> _Text provided_:
She thought she would just deliver the money to the school and then forget about it. But when she arrived, she realized how much there was to do. The school was being mismanaged, so she founded a new group in a room at a township church.

After a few years of commuting between London and Soweto, she quit her orchestra career in London and moved to South Africa full time. The String Project was officially started in 1997.

"After years of sitting in a viola section, there was something in me that needed to be the boss," Ms. Nalden said.

It began with 15 students. Now there are more than 80. "They kept turning up, and I kept not being able to say no," Ms. Nalden said. She has had to learn, however. Close to 2,000 students have applied, and her school is at capacity, its three teachers and seven student-teachers already doing all they can do.

For the students that are accepted, most of them ages 9 to 23, Ms. Nalden's school has become a lifeline in an often senseless world. For Ms. Nalden, the line between teacher and aid worker is often blurred.

"I get too involved, but I can't help it," she said, her voice excited and impassioned. "I don't see how you can run a project like this and not get involved. People say I'm too soft. I'm not, really, I'm quite hard. But I want to know the context. I know that one girl was raped by her uncle. She told me that on her first day."

In an effort to be matter-of-fact, she added, "She's 12."

Three parents of students have been murdered, a student has been stabbed on his way home from school, and another saw his friend shot to death on the school playground.

> _Source data_:
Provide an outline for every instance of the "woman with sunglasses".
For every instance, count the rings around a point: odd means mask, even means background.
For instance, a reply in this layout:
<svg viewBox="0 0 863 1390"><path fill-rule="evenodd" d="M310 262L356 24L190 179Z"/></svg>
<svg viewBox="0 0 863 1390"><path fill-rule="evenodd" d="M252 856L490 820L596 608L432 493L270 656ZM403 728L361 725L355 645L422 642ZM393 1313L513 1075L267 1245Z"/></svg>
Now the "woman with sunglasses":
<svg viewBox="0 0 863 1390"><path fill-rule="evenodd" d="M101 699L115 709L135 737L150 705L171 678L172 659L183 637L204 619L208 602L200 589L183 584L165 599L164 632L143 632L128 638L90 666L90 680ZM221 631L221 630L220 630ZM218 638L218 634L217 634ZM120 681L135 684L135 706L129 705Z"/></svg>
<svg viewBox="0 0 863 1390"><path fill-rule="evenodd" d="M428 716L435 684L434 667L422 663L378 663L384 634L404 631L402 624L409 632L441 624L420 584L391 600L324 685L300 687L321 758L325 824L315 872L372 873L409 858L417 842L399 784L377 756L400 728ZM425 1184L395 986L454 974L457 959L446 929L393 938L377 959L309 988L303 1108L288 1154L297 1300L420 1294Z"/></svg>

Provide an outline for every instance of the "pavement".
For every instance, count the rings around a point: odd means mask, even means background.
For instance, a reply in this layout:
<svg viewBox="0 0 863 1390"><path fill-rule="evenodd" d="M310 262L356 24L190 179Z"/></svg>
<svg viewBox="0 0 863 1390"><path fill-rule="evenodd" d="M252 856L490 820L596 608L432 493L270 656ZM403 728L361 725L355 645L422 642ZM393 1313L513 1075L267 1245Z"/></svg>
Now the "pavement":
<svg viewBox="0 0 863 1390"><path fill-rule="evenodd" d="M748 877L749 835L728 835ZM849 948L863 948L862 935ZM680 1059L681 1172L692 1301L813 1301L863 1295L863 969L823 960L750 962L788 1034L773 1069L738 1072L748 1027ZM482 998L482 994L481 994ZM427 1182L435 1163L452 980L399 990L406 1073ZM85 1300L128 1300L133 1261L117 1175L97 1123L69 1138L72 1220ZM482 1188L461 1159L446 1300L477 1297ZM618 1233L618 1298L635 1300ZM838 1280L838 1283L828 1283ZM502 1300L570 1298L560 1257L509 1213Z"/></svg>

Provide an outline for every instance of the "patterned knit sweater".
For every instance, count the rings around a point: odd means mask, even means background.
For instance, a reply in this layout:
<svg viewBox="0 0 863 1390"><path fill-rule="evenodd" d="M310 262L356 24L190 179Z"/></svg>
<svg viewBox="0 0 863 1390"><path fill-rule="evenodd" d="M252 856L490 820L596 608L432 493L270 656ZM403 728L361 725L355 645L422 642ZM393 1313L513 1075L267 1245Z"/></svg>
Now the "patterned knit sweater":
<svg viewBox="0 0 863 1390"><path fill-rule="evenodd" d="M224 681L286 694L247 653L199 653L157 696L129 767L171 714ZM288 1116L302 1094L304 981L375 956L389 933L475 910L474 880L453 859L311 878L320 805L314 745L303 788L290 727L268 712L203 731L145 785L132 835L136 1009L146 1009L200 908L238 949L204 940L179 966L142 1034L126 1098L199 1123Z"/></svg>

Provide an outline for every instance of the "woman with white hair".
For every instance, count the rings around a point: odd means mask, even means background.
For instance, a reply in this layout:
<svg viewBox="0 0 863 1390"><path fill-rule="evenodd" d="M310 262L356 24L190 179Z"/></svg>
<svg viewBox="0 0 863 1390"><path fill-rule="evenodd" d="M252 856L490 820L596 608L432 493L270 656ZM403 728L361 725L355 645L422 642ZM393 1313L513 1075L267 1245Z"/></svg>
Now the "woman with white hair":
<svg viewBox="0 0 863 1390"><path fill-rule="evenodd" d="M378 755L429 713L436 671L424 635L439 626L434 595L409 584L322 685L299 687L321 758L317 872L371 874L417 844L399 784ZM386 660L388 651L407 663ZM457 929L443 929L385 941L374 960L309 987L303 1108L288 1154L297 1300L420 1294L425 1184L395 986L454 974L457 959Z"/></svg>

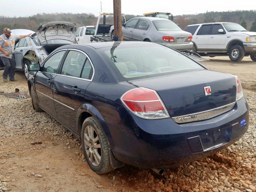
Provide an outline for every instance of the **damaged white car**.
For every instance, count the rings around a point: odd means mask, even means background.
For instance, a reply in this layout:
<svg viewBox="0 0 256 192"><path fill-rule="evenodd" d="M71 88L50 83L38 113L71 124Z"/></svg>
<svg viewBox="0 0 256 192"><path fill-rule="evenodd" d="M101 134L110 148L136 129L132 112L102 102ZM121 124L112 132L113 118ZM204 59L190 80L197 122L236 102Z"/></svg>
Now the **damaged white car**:
<svg viewBox="0 0 256 192"><path fill-rule="evenodd" d="M76 44L76 24L70 22L50 22L42 24L36 33L20 39L15 45L16 70L24 71L32 63L42 63L57 48Z"/></svg>

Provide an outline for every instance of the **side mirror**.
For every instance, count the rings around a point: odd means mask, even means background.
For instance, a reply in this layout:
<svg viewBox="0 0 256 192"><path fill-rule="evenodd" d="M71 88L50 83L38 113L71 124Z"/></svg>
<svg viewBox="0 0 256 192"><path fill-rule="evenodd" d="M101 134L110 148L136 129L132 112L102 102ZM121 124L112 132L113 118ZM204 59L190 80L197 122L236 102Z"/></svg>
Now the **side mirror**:
<svg viewBox="0 0 256 192"><path fill-rule="evenodd" d="M37 71L40 70L40 64L39 63L34 63L29 65L28 66L28 72Z"/></svg>
<svg viewBox="0 0 256 192"><path fill-rule="evenodd" d="M224 32L224 31L222 29L220 29L218 30L218 32L219 33L223 33L223 32Z"/></svg>

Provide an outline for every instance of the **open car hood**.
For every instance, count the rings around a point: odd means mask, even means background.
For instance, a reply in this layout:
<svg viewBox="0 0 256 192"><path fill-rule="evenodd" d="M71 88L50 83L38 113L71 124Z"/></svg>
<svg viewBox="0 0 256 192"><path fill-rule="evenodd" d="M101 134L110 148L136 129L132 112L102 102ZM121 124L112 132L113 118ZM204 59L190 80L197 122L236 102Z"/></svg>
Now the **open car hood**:
<svg viewBox="0 0 256 192"><path fill-rule="evenodd" d="M70 22L49 22L40 26L36 31L38 42L41 44L52 44L51 40L66 40L76 43L76 24ZM67 44L68 43L67 43Z"/></svg>

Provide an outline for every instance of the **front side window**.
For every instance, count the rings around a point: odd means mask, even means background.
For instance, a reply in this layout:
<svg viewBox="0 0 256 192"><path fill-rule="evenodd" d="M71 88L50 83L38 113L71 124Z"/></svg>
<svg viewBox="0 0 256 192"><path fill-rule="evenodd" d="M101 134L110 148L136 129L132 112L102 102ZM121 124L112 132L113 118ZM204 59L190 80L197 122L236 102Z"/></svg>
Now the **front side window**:
<svg viewBox="0 0 256 192"><path fill-rule="evenodd" d="M139 19L134 19L127 22L125 24L126 27L129 27L130 28L135 28L136 24L139 20Z"/></svg>
<svg viewBox="0 0 256 192"><path fill-rule="evenodd" d="M172 21L156 20L152 22L158 31L181 30L181 29Z"/></svg>
<svg viewBox="0 0 256 192"><path fill-rule="evenodd" d="M26 39L25 38L20 39L20 42L19 43L19 45L18 45L18 47L23 47L23 45L24 44L25 41L26 41Z"/></svg>
<svg viewBox="0 0 256 192"><path fill-rule="evenodd" d="M43 71L49 73L57 73L58 68L66 51L61 51L52 55L45 62Z"/></svg>
<svg viewBox="0 0 256 192"><path fill-rule="evenodd" d="M86 59L86 56L80 52L70 51L65 59L60 74L80 77Z"/></svg>
<svg viewBox="0 0 256 192"><path fill-rule="evenodd" d="M83 35L83 32L84 31L84 28L83 27L81 30L81 32L80 32L80 36Z"/></svg>
<svg viewBox="0 0 256 192"><path fill-rule="evenodd" d="M81 30L81 28L79 28L76 31L76 37L79 37L79 33L80 33L80 30Z"/></svg>
<svg viewBox="0 0 256 192"><path fill-rule="evenodd" d="M200 70L201 65L165 46L118 46L99 49L120 81Z"/></svg>
<svg viewBox="0 0 256 192"><path fill-rule="evenodd" d="M218 32L219 29L223 29L223 32L225 32L223 28L221 26L221 25L218 24L218 25L213 25L212 26L212 35L222 35L223 34L223 33L220 33Z"/></svg>
<svg viewBox="0 0 256 192"><path fill-rule="evenodd" d="M212 25L202 25L197 33L197 35L210 35L210 30L211 27Z"/></svg>
<svg viewBox="0 0 256 192"><path fill-rule="evenodd" d="M142 19L140 20L140 21L137 25L136 28L138 29L140 29L141 30L147 30L149 26L149 24L145 20Z"/></svg>
<svg viewBox="0 0 256 192"><path fill-rule="evenodd" d="M189 32L192 34L192 35L194 35L194 34L196 32L196 31L199 25L192 25L192 26L188 26L185 29L185 30L187 32Z"/></svg>
<svg viewBox="0 0 256 192"><path fill-rule="evenodd" d="M95 33L96 27L87 27L85 31L86 35L94 35Z"/></svg>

> _To do_:
According to the text provided, in what year was the String Project officially started?

> _Result of this exercise_:
1997